> _Selection_:
--- begin ---

Examples include the American actor Isaiah Washington who recently became a citizen of Sierra Leone, where he has launched a number of philanthropic projects and Haitian cook Marie Claire Rimpel who opened up a restaurant in Accra, Ghana. In fact, Ghana is actively embracing diaspora Africans by offering them citizenship and the opportunity to invest in the country, partly for their development potential and partly as a symbolic apology for the role earlier generations from the Gold Coast, as it was then known, played in the slave trade.

So, why does the dream of “returning” to an ancestral homeland carry such appeal across such diverse cultural and geographical boundaries?

I imagine that the draw is partly nostalgic, the kind of romanticising of an idyllic past that so many of us humans are prone to. As someone who has spent three-fifths of his life outside his native land, I don’t feel a particular nostalgia or sentimentality towards my homeland. As I grow to feel more and more like a global citizen, I find the notion of increasingly mystifying and narrow-minded. However, I have the advantage of not being stateless or the member of a an oppressed or persecuted group, and I speak from the comfortable vantage point of having a fairly clear-cut core national identity, and a clear home base to which I can flee if ever the need arises.

--- end ---

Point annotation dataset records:
--- begin ---

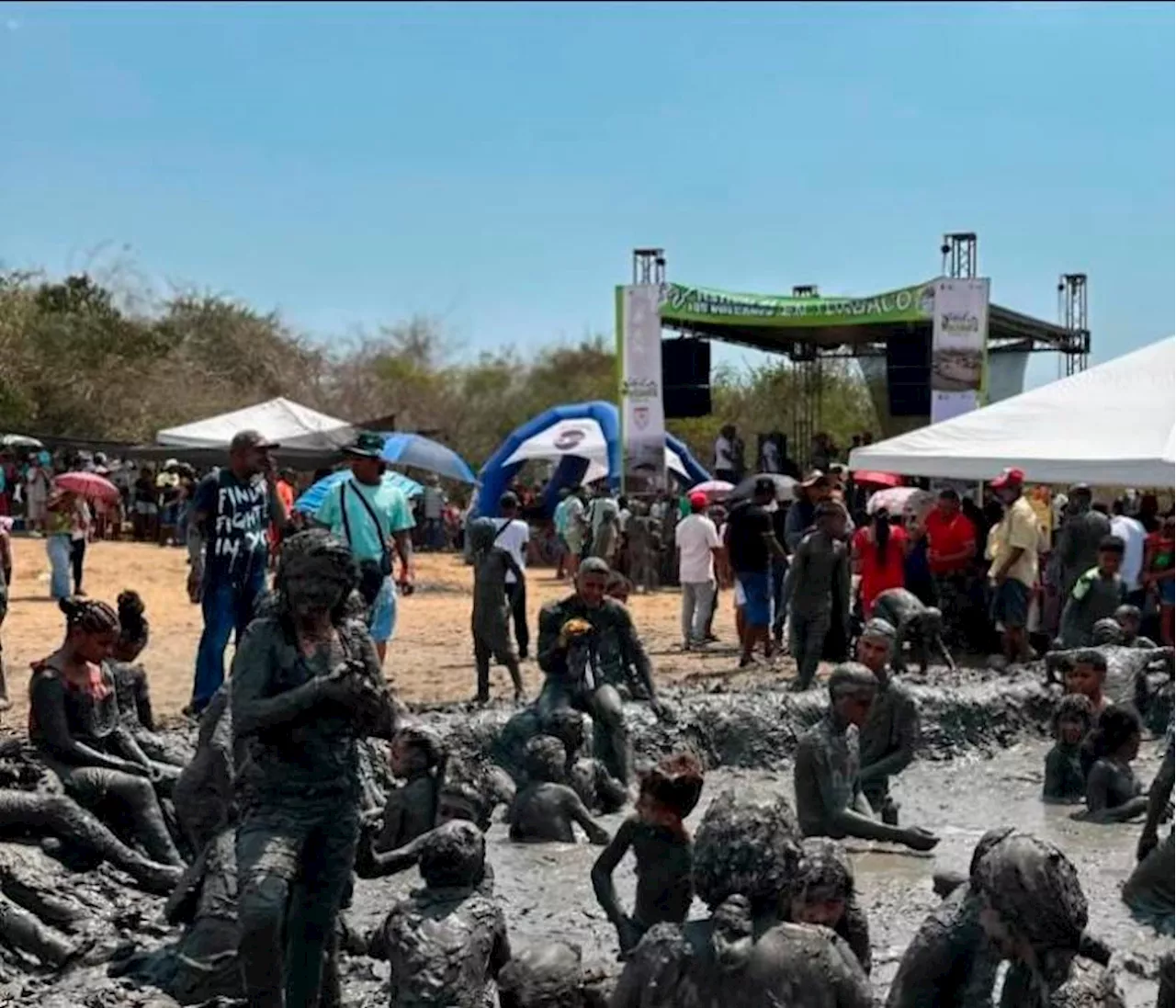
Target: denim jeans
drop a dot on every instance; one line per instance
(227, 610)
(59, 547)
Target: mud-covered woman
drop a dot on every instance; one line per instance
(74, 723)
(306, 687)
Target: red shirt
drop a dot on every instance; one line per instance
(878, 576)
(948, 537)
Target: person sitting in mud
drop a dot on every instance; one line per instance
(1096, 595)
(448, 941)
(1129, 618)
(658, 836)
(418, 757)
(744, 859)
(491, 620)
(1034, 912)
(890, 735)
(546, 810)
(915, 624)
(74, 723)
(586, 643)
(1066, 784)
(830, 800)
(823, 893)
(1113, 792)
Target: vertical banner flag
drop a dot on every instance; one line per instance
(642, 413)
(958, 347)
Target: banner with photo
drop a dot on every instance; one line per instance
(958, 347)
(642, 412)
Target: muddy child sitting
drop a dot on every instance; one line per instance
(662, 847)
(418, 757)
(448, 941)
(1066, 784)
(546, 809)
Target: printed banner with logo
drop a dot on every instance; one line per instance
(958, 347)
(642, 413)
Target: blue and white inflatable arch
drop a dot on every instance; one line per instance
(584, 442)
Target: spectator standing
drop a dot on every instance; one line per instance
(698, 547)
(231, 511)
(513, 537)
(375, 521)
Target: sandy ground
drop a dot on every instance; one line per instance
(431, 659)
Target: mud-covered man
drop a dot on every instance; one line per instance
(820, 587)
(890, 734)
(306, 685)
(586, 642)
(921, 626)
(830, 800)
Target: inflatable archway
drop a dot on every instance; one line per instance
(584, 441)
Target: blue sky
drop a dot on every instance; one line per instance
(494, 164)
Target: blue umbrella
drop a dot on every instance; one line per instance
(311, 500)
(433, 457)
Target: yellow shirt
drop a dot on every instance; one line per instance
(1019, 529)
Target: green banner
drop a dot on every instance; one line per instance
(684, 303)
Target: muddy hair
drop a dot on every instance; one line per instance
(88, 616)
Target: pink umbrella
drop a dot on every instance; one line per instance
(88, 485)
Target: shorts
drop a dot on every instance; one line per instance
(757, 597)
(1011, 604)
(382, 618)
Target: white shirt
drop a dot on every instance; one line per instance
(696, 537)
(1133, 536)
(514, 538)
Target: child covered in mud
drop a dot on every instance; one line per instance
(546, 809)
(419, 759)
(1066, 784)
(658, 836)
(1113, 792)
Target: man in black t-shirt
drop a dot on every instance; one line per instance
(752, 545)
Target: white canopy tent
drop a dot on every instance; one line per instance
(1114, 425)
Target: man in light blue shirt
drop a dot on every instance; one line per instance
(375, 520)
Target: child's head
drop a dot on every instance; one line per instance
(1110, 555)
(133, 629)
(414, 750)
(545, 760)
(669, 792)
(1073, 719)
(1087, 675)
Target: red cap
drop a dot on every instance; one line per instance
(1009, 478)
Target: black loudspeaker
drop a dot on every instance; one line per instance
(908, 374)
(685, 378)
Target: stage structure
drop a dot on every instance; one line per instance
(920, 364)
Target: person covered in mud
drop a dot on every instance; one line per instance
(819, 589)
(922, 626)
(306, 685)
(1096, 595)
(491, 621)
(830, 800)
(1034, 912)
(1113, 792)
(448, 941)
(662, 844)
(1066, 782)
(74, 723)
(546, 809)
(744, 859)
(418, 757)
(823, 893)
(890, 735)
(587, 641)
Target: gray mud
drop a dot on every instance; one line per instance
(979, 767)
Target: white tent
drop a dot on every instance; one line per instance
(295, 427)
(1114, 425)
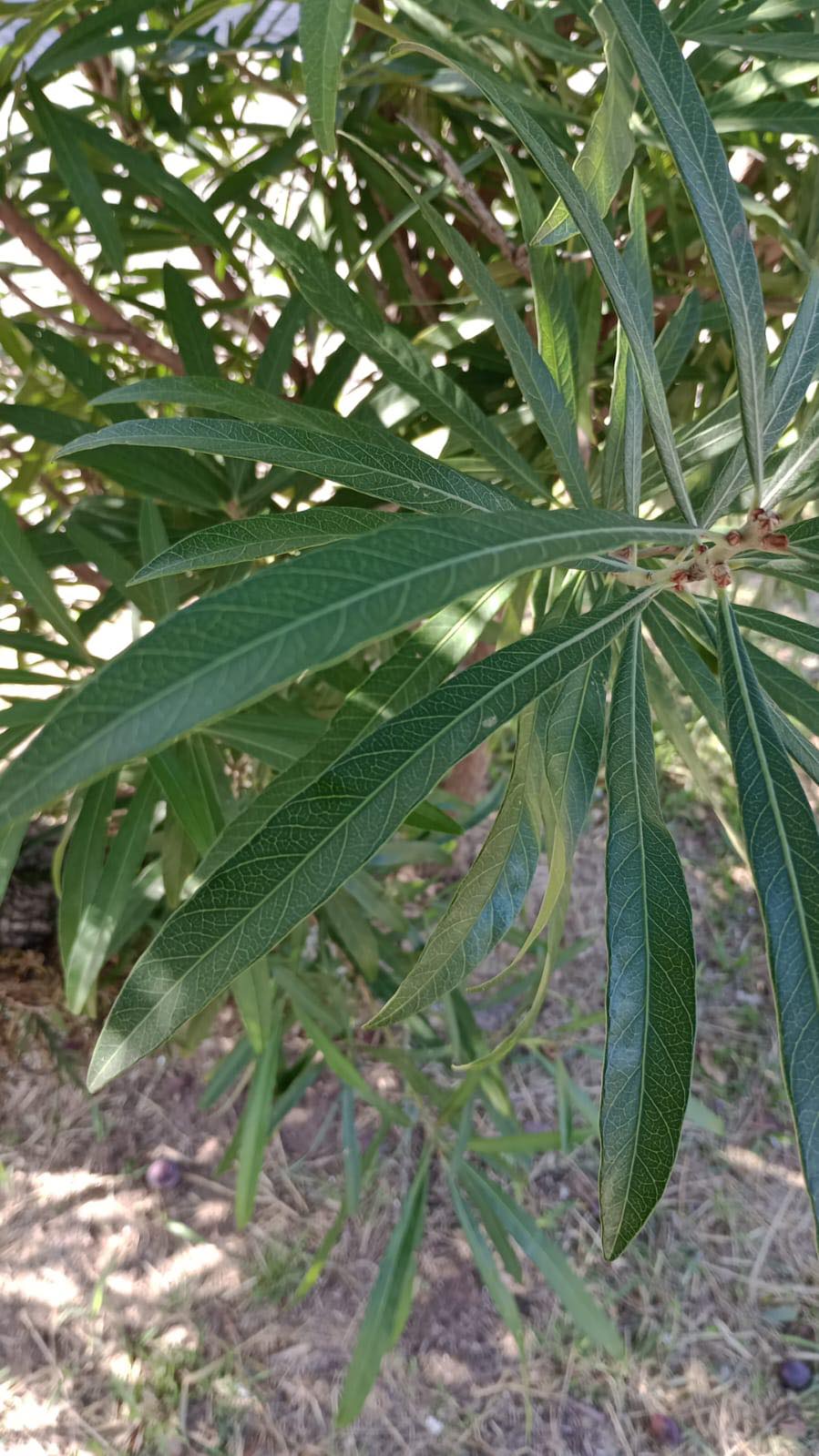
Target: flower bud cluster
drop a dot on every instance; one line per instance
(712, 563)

--- end ---
--- begin ---

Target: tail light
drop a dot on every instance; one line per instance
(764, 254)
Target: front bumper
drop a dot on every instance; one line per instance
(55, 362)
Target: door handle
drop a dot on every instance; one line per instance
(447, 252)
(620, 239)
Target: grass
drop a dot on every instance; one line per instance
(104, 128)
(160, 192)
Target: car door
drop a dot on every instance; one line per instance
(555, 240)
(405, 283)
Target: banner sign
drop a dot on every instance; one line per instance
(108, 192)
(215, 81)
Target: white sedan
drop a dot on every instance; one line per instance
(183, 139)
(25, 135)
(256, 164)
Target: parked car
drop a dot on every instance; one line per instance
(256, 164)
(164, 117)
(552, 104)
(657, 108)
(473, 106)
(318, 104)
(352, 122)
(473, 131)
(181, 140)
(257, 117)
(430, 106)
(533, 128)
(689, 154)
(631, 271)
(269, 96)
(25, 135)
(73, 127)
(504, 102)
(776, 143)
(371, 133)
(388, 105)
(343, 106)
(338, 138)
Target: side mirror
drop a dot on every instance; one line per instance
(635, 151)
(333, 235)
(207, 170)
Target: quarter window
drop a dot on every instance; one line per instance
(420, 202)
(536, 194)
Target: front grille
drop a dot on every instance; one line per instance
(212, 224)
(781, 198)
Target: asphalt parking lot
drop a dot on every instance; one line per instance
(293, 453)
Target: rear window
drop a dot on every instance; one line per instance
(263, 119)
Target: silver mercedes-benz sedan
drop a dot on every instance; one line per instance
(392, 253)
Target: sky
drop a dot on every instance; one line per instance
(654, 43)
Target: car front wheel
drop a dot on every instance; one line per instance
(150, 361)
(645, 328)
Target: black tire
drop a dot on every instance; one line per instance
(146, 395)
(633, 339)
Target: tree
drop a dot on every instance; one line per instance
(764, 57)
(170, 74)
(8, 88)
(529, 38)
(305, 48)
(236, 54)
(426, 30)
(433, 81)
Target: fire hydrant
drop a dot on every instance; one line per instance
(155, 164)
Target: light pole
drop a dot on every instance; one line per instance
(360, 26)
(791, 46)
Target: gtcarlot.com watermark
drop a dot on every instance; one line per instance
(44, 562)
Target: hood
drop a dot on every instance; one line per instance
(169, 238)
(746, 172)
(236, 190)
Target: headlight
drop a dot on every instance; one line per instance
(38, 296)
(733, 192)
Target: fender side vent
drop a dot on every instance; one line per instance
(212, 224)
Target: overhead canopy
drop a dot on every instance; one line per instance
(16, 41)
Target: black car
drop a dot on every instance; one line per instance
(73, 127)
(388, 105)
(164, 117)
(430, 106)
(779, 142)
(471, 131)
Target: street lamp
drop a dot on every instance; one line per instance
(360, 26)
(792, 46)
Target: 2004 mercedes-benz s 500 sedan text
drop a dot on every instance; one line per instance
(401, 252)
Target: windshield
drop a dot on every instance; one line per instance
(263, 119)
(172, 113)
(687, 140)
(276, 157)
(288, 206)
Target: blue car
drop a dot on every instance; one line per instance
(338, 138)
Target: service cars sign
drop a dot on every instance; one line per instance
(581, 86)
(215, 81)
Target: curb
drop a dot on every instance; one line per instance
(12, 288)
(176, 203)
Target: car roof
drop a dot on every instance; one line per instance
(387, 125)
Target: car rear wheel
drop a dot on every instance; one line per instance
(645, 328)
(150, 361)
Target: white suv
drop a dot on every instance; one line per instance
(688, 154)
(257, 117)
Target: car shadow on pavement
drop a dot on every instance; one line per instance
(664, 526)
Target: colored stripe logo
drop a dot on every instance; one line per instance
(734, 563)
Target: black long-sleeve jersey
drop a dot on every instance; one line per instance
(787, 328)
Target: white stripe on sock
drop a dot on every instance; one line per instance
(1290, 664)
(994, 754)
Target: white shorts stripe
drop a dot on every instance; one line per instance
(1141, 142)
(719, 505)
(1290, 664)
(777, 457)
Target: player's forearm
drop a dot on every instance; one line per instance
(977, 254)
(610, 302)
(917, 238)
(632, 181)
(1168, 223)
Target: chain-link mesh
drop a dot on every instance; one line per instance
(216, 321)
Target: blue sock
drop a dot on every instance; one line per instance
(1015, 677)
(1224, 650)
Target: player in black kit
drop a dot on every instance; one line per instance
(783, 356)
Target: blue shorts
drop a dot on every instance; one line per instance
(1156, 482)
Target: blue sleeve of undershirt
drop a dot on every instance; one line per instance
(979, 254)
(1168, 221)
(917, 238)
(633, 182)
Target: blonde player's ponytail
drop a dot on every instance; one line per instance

--- end ---

> _Aim of the exercise_:
Answer these questions using the passage on returning to ancestral homelands.
(a) Which country did Isaiah Washington become a citizen of?
(b) By what name was Ghana known when earlier generations played a role in the slave trade?
(c) What share of the writer's life has been spent outside the writer's native land?

> _Answer to this task_:
(a) Sierra Leone
(b) The Gold Coast
(c) Three-fifths